▶ **Exercise**:
Count the lines of the material below that contain the word "santa", and give only that number.

Pointing dataset records
--------------------

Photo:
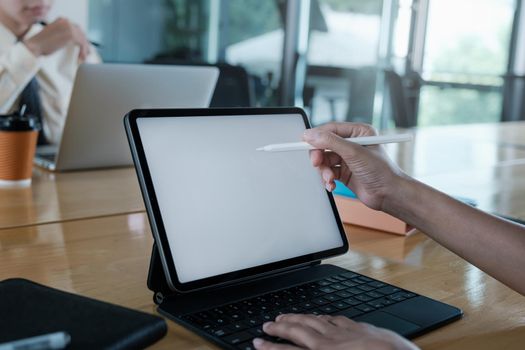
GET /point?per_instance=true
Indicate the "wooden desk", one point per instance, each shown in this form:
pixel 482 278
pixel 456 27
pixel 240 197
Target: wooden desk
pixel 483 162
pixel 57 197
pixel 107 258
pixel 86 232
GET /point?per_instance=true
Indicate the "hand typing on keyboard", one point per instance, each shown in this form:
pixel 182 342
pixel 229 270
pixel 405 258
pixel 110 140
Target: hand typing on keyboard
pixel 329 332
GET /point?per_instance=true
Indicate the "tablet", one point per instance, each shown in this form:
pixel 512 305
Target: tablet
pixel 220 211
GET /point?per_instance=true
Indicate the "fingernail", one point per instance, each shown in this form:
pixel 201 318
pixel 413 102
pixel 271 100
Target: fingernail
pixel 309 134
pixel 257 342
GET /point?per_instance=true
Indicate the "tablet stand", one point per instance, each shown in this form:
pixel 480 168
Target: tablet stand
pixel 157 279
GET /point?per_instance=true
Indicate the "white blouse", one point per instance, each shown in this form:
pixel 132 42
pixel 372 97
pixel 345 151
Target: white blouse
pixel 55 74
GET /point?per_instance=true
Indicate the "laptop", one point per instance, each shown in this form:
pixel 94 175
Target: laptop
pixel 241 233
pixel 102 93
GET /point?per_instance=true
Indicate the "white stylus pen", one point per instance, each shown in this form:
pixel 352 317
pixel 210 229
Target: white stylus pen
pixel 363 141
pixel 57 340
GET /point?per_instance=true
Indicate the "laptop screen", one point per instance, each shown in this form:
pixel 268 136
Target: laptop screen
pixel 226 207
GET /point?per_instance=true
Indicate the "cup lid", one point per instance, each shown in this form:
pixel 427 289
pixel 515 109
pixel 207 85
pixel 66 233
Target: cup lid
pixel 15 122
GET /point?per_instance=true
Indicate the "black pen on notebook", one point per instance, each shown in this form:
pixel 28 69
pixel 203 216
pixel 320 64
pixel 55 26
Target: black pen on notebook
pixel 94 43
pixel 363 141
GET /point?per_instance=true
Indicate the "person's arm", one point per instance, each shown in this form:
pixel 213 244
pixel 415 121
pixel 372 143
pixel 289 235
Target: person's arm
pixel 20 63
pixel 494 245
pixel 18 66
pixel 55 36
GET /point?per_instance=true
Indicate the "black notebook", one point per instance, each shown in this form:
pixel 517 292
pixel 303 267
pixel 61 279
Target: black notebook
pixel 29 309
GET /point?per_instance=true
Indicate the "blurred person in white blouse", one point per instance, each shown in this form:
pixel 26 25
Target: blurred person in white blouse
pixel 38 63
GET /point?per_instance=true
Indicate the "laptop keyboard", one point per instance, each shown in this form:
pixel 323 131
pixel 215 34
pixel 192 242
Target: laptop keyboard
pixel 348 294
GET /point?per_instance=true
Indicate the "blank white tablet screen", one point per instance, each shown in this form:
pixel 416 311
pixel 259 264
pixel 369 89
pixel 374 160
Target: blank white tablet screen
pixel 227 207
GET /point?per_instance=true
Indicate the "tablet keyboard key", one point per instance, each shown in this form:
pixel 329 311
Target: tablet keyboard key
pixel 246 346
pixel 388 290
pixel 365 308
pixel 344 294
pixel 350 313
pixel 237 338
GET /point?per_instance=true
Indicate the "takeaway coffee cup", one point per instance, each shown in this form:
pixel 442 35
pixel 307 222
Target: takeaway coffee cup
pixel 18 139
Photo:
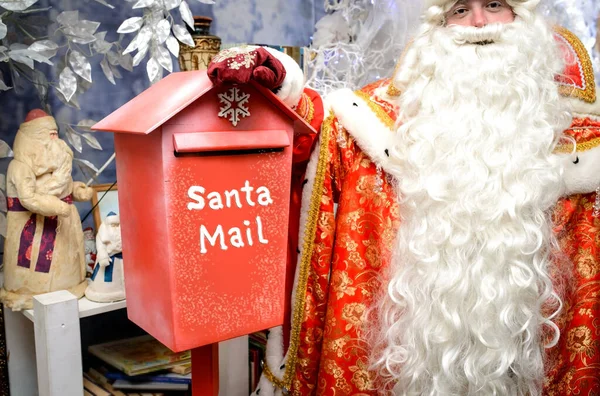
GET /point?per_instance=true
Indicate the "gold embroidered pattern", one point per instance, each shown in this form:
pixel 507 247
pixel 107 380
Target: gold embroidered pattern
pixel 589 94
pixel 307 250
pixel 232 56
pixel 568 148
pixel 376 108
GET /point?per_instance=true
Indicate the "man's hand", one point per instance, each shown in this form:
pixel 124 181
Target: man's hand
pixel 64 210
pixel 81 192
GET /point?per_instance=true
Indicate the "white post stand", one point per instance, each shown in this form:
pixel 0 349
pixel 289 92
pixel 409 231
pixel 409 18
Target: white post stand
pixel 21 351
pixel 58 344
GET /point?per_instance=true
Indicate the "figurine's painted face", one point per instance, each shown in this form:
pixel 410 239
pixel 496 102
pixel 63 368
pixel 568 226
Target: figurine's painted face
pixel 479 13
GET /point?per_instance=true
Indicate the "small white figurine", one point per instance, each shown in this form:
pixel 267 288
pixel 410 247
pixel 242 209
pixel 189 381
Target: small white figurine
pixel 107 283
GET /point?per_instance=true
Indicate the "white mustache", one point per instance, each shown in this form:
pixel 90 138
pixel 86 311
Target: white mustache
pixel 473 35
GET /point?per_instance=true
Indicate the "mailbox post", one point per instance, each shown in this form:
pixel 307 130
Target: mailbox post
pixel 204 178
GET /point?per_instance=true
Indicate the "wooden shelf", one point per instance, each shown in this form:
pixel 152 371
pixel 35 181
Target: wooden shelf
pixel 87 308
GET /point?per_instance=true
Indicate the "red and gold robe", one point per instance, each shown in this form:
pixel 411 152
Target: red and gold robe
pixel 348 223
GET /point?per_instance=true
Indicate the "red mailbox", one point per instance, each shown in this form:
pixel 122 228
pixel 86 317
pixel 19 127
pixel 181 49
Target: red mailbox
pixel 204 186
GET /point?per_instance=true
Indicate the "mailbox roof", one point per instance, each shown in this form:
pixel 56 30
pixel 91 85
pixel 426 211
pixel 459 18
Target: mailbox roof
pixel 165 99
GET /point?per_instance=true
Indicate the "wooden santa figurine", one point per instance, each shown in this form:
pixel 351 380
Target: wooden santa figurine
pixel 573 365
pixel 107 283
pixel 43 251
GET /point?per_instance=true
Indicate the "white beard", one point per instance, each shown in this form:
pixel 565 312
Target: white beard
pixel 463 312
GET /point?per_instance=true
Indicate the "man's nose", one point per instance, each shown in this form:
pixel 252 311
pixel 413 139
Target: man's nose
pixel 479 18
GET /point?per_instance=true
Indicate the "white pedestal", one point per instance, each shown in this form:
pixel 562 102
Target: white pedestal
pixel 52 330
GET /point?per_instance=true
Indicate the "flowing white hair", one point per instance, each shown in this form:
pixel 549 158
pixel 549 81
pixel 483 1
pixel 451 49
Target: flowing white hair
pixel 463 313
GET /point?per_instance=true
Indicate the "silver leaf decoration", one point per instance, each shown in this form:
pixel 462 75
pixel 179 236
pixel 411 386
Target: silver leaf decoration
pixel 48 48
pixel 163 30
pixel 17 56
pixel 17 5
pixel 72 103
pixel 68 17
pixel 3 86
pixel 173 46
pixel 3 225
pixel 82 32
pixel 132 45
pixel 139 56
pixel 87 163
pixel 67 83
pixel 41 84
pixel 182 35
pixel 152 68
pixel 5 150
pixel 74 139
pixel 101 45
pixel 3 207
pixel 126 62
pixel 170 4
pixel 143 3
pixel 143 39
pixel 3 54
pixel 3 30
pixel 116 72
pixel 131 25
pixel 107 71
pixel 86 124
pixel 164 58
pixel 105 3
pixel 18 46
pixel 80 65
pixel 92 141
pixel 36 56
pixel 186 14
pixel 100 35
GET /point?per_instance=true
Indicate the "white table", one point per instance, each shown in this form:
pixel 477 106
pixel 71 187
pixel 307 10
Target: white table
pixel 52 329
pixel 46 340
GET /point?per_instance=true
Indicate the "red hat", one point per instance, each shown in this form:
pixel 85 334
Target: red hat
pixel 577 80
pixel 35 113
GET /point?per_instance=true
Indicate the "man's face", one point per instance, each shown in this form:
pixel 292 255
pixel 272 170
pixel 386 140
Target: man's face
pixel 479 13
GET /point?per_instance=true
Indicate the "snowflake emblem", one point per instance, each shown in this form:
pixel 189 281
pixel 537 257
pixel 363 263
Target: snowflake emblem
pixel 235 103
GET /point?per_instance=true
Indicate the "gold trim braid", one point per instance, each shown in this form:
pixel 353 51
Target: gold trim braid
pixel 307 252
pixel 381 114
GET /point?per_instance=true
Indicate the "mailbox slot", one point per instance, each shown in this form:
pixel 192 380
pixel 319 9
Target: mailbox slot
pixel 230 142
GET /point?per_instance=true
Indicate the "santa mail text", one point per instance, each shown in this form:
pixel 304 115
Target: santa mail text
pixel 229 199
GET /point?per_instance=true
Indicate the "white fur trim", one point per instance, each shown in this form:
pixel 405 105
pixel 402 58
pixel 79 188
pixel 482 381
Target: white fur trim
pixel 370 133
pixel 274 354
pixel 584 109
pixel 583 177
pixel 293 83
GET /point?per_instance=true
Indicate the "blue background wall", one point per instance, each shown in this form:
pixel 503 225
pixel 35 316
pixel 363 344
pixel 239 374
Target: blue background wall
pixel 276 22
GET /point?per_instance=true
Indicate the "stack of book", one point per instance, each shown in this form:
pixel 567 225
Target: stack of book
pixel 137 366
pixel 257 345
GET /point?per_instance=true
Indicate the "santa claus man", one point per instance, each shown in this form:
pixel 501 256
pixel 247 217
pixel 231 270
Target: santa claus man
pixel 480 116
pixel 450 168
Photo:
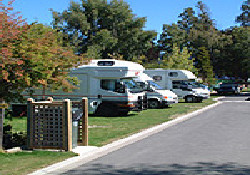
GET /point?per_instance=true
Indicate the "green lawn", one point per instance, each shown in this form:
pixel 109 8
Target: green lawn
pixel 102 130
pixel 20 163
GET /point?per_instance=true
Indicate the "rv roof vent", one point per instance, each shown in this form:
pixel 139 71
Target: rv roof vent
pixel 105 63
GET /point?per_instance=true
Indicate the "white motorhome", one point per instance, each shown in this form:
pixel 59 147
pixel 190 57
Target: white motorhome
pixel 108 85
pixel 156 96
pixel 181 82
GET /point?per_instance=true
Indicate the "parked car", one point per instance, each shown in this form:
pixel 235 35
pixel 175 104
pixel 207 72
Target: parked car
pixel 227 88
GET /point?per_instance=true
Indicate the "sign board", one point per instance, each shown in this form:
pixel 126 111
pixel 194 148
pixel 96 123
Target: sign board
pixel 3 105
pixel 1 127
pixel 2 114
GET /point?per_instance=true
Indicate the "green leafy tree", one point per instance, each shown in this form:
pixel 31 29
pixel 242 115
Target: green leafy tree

--------------------

▶ **Completed task**:
6